• Excerpt:
---------------

The mechanism of adaptation of bird flu virus in human bodies has been found by researchers at Mahidol University, Thailand.
Despite the ability of highly pathogenic H5N1 avian influenza to spread, it cannot be transmitted efficiently from human to human, which indicates that it is not fully adapted to its new host species, the human.
However, the new study reveals mutations in the virus that may result in a pandemic.
"The mutations needed for the emergence of a potential pandemic virus are likely to originate and be selected within infected human tissues," said Professor Dr Prasert Auewarakul from Mahidol University, Thailand.
"We analyzed specific molecules called haemagglutinin on viruses derived from fatal human cases. Our results suggest new candidate mutations that may allow bird flu to adapt to humans," Auewarakul added.
Viruses with a high mutation rate such as influenza virus usually exist as a swarm of variants, each slightly different from the others. These are called H5N1 bird flu quasispecies.
Researchers found that some mutations in the quasispecies were more frequent than others, which indicates they may be adaptive changes that make the virus more efficient at infecting humans.
Most of these mutations were found in the area required for the virus to bind to the host cell.
"This study shows that the H5N1 virus is adapting each time it infects a human," Auewarakul said.

---------------

• Work instruction 1: Reproduce word for word the stretch of the bird flu article from "Despite the ability" through "bird flu quasispecies.".
• Work instruction 2: According to the bird flu article, where were most of the more frequent mutations located?

(Saved entries)
---------------

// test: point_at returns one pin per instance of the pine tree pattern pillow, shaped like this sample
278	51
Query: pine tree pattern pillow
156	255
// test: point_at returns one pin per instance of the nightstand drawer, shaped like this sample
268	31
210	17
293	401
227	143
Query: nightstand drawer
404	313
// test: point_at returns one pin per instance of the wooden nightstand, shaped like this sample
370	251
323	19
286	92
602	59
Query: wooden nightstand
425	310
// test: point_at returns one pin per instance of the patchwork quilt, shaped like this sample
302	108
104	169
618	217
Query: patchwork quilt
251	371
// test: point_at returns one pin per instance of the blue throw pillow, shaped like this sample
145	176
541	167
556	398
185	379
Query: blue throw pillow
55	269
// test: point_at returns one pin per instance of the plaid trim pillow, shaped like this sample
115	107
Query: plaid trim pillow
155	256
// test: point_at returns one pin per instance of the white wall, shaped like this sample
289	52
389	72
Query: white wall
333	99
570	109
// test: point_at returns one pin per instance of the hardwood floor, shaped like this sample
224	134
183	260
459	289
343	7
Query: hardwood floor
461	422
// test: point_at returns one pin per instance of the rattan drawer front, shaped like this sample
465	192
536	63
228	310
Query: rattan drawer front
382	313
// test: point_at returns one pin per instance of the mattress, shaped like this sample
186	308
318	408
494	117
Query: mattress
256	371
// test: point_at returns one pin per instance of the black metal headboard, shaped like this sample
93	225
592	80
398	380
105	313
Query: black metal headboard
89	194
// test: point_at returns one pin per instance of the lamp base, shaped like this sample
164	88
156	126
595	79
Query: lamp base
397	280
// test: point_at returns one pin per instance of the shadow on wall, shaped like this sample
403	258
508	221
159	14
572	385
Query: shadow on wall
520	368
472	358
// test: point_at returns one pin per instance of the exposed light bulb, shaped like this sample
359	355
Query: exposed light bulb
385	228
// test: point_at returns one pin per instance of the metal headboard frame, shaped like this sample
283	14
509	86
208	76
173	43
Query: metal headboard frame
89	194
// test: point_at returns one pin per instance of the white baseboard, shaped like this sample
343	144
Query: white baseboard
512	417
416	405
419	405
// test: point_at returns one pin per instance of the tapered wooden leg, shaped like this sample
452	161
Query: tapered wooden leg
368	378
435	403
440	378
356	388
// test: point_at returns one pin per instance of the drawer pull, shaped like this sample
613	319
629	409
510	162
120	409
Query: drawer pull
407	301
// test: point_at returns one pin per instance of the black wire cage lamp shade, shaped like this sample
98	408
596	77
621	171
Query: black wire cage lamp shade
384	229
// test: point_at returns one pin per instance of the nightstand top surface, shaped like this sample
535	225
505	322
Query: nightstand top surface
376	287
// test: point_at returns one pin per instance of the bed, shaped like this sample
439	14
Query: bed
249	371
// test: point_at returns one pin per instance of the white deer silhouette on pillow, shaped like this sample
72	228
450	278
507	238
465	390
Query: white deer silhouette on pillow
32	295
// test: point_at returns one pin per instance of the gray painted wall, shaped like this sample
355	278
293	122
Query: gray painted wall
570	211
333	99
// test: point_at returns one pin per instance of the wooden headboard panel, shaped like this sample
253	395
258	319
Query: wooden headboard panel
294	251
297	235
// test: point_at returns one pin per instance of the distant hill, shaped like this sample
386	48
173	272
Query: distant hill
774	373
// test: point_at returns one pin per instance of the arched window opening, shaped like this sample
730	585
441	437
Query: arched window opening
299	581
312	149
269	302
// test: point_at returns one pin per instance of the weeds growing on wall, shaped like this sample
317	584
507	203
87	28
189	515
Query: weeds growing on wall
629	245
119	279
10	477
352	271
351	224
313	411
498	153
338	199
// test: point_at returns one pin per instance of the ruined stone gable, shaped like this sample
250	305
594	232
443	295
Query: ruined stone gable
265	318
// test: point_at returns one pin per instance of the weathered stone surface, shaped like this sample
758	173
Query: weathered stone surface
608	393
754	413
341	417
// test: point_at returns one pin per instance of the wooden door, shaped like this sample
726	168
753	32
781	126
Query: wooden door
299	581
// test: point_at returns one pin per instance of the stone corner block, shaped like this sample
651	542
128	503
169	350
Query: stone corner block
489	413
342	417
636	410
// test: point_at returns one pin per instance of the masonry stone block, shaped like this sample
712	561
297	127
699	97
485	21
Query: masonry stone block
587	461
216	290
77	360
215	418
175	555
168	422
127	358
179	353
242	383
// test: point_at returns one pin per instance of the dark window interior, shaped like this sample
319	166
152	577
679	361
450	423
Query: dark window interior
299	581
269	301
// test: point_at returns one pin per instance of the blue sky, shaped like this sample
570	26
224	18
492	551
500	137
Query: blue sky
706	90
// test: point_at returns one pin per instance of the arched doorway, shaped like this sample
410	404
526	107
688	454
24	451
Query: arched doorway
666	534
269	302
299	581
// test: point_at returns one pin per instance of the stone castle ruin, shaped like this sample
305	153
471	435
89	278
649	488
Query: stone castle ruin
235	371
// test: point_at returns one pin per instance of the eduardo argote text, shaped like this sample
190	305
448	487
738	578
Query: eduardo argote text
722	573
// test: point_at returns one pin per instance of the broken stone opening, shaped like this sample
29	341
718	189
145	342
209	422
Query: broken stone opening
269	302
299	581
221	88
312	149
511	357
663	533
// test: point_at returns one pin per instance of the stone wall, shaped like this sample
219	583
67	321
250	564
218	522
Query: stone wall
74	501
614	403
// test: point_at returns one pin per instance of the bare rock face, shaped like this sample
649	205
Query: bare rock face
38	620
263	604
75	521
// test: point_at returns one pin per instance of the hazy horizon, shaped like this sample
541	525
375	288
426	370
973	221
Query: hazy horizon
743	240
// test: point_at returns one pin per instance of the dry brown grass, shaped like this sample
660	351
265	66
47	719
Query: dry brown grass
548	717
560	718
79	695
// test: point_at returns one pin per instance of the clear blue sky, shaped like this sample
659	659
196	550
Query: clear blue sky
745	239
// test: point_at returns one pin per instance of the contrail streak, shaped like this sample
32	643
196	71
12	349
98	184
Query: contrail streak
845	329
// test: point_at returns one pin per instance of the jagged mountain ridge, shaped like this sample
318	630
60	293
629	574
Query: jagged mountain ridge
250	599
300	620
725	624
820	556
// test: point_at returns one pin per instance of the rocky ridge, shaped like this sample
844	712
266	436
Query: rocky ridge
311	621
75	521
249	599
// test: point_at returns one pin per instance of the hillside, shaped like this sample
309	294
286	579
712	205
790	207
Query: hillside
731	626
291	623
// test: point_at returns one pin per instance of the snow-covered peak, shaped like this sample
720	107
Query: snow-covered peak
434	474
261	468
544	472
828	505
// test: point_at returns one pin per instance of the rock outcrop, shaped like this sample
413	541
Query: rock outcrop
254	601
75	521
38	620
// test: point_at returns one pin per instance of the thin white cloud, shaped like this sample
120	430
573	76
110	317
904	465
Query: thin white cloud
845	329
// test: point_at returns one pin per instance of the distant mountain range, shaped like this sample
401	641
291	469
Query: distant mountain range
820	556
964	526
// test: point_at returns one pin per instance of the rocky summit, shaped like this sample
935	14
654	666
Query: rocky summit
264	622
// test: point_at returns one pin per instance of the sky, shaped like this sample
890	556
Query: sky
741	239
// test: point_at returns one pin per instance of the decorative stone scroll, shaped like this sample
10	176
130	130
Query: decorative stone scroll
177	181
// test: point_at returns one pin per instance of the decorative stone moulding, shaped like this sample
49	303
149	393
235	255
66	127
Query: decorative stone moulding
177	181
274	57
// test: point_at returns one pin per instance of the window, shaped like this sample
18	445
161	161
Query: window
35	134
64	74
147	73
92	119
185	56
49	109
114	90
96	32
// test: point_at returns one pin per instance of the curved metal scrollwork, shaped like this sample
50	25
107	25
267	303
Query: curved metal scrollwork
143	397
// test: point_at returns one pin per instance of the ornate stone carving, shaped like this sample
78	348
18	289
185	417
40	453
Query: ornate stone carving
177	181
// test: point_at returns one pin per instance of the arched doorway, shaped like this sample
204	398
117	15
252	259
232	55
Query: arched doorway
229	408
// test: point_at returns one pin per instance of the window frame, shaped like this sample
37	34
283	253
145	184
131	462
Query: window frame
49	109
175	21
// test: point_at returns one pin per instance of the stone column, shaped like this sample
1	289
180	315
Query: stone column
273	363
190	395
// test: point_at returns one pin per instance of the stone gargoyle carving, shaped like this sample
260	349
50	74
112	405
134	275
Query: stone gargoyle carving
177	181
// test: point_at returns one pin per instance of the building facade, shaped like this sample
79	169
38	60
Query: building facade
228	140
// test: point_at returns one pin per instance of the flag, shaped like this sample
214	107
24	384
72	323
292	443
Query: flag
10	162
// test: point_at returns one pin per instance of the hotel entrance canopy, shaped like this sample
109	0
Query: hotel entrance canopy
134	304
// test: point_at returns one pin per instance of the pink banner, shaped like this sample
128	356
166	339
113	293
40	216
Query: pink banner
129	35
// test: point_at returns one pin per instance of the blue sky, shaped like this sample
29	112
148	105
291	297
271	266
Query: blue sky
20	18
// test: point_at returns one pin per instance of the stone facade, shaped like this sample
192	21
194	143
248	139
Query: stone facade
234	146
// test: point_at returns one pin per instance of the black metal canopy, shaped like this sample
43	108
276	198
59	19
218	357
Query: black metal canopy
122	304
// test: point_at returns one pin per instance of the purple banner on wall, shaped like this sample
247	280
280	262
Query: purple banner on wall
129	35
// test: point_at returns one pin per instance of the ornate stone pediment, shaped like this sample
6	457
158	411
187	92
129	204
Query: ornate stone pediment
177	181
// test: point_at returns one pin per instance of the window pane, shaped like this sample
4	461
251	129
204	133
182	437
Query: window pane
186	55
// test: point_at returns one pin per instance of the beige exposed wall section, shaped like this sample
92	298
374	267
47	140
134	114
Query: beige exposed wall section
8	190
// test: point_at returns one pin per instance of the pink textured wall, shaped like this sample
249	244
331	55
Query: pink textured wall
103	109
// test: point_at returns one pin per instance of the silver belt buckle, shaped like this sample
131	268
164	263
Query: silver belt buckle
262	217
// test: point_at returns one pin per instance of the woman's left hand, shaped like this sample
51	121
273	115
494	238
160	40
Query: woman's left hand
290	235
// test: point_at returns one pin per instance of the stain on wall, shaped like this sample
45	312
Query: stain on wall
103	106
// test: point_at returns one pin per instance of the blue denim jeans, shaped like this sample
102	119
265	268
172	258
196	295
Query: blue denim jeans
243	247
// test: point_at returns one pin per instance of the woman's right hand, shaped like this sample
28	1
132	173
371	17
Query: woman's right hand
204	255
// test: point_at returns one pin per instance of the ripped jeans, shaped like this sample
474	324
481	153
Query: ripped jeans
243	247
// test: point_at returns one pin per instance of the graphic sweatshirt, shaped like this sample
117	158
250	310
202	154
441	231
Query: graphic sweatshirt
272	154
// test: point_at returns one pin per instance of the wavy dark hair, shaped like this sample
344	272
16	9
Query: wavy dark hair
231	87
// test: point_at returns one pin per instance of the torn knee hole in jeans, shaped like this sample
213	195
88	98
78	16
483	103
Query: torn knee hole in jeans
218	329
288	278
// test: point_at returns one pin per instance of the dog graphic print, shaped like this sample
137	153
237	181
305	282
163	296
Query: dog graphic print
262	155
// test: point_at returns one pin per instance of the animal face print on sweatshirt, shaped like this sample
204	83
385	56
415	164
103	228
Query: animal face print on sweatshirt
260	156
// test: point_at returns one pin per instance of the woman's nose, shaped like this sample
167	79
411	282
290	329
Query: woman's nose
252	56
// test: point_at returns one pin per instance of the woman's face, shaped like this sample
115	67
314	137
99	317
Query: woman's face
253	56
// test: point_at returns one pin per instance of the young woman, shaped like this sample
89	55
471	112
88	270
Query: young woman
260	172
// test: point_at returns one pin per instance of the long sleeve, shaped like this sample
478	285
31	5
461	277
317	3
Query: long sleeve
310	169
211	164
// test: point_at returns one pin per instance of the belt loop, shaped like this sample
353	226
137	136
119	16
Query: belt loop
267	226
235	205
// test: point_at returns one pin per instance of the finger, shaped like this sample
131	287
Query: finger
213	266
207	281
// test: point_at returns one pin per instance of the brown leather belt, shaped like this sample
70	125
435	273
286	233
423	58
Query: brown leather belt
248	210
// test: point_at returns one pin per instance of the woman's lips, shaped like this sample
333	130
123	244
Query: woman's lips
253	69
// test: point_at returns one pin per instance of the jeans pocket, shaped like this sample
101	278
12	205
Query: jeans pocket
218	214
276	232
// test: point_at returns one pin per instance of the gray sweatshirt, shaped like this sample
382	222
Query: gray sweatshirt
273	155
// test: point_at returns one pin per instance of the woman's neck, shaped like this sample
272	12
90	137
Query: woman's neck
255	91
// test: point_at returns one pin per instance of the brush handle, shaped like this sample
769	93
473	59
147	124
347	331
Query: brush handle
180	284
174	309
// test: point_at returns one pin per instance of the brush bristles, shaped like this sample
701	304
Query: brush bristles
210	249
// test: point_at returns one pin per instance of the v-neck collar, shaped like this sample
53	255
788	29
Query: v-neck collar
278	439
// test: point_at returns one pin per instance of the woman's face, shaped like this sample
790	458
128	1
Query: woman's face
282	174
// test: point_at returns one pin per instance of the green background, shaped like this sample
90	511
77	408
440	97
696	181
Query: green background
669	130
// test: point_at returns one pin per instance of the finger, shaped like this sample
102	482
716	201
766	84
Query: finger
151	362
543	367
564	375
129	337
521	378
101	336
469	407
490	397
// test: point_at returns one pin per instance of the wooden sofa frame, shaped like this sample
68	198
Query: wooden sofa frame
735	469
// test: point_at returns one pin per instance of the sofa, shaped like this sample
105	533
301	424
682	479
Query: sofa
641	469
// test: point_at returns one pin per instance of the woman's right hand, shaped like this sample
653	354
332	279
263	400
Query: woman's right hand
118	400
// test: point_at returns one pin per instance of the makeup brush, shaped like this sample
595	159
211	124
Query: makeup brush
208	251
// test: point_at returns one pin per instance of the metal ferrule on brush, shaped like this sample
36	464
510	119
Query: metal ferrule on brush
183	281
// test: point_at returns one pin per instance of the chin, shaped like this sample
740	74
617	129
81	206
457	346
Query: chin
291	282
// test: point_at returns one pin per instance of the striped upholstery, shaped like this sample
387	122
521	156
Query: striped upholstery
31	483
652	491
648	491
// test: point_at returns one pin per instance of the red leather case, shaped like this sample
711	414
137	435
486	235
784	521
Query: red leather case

---------------

• Exercise response 1:
Despite the ability of highly pathogenic H5N1 avian influenza to spread, it cannot be transmitted efficiently from human to human, which indicates that it is not fully adapted to its new host species, the human.
However, the new study reveals mutations in the virus that may result in a pandemic.
"The mutations needed for the emergence of a potential pandemic virus are likely to originate and be selected within infected human tissues," said Professor Dr Prasert Auewarakul from Mahidol University, Thailand.
"We analyzed specific molecules called haemagglutinin on viruses derived from fatal human cases. Our results suggest new candidate mutations that may allow bird flu to adapt to humans," Auewarakul added.
Viruses with a high mutation rate such as influenza virus usually exist as a swarm of variants, each slightly different from the others. These are called H5N1 bird flu quasispecies.

• Exercise response 2: In the area the virus needs to bind to the host cell.